_Dataset content_

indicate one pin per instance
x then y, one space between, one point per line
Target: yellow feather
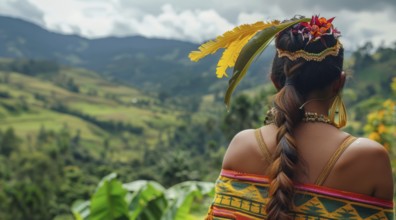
225 40
230 55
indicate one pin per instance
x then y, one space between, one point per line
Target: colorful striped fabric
244 197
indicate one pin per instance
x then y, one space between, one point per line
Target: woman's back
364 167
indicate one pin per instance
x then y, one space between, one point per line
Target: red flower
316 28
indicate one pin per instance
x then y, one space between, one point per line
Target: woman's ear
339 84
276 82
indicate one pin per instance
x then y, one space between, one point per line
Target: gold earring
338 105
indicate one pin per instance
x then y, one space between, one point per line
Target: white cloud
190 25
199 21
22 9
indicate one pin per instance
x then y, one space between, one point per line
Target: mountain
150 64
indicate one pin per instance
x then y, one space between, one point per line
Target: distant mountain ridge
149 64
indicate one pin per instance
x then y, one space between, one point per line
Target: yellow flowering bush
381 124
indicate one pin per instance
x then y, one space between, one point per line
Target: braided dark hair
303 77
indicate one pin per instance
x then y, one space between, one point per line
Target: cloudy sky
200 20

_Goal of the exercise_
Copy out each line of the rows above that contains the string "woman".

_Output_
Target: woman's back
Target: woman's ear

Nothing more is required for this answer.